++++ Selected excerpt

Best Method To Determine Duplicate Items in a Large List?

Emile_Schwarz · August 16, 2017, 10:16am

Best Method To Determine Duplicate Items in a Large List?
is the name of an actual thread in the Apples AppleScript list.

The way they follow is an iterative comparison (brute force ?).

This reminds me the DISTINCT SQLite keyword. What about saving the list in a SQLite data base, then load it using DISTINCT to make the duplicates excludes ?

Of course, all depends on the way DISTINCT is used *.

Link to the relevant page at sqlite.com is here .

What do you think about this idea ?

I use DISTINCT in one of my projects to get a list of users countries (one country only in the result list). I had to modify the way the Country name is entered (from a PopupMenu to avoid typos).

Greg_O_Lone · August 16, 2017, 10:20am

Please give a specific example of what you are trying to do.

Emile_Schwarz · August 16, 2017, 10:30am

I have a list and I want to exclude (following some criteria) duplicate(s) entrie(s).

Duplicate entry can be a date (SQLDate) or a title or (can be both).

Edit:
I can do that at Open time, populate a Listbox with unique Rows, and store the result in the usual target file (csv, xml, json or in the real .sqlite file).

++++++++

## Task A
Can you present the lines of the records as a numbered list, beginning with the line that contains "# test: pointer drops one pin on the bicycle" and running through the last line of the records, and omitting any blank lines?
The forum thread above has no connection to the records that come next.

++++ Data for processing

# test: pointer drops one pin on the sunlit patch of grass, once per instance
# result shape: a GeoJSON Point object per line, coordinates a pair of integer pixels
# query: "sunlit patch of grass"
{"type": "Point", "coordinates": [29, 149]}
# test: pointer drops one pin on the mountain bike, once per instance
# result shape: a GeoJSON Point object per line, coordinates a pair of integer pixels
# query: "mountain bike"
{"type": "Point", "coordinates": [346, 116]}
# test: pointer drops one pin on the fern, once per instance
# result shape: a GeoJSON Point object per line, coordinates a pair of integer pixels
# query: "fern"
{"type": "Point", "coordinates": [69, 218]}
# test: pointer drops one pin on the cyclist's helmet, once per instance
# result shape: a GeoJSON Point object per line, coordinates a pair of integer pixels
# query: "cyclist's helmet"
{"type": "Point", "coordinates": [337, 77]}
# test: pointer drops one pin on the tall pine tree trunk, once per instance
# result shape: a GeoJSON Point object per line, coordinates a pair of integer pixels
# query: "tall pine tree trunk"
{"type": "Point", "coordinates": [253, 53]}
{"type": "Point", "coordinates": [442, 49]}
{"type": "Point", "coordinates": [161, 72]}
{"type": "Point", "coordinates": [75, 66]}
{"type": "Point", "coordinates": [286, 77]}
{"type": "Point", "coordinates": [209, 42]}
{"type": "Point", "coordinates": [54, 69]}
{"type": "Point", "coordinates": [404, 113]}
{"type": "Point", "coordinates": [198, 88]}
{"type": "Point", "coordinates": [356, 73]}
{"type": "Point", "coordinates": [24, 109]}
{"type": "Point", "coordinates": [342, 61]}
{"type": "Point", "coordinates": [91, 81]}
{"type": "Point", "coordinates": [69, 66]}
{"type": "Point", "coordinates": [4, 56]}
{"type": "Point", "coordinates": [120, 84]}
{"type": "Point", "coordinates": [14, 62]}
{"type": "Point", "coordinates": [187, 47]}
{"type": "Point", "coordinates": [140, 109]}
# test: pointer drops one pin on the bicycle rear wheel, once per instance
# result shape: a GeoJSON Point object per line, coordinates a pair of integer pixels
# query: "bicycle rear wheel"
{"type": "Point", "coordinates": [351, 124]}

++++++++

## Task B
How would the forum thread about finding duplicate items in a large list go on from its last post?

## Written reply A
1. # test: pointer drops one pin on the bicycle rear wheel, once per instance
2. # result shape: a GeoJSON Point object per line, coordinates a pair of integer pixels
3. # query: "bicycle rear wheel"
4. {"type": "Point", "coordinates": [351, 124]}

## Written reply B
Greg_O_Lone · August 16, 2017, 10:49am

Well, depending on the number of columns of data and rows you’re dealing with, two methods immediately pop into my head.

Use individual arrays for each column, use sortwith to sort them all based on a particular one and then iterate through them and remove duplicate indexes.
Use an in-memory sqlite database.

Emile_Schwarz · August 16, 2017, 10:58am

Thanks.

Kevin_Cully1 · August 16, 2017, 3:12pm

When using a large set of data, this immediately makes me think of a database. When using a database, use the power of the database. Don’t iterate.

// Hopefully you have an index on AllKnownPeopleOfTheWorld. DELETE FROM UnknownPeople WHERE UnknownPeople.ID IN (SELECT ID FROM AllKnownPeopleOfTheWorld)

If all of this data is just in Xojo, then another solution might be needed.

Mauricio_Pulla · August 16, 2017, 6:04pm

Hello.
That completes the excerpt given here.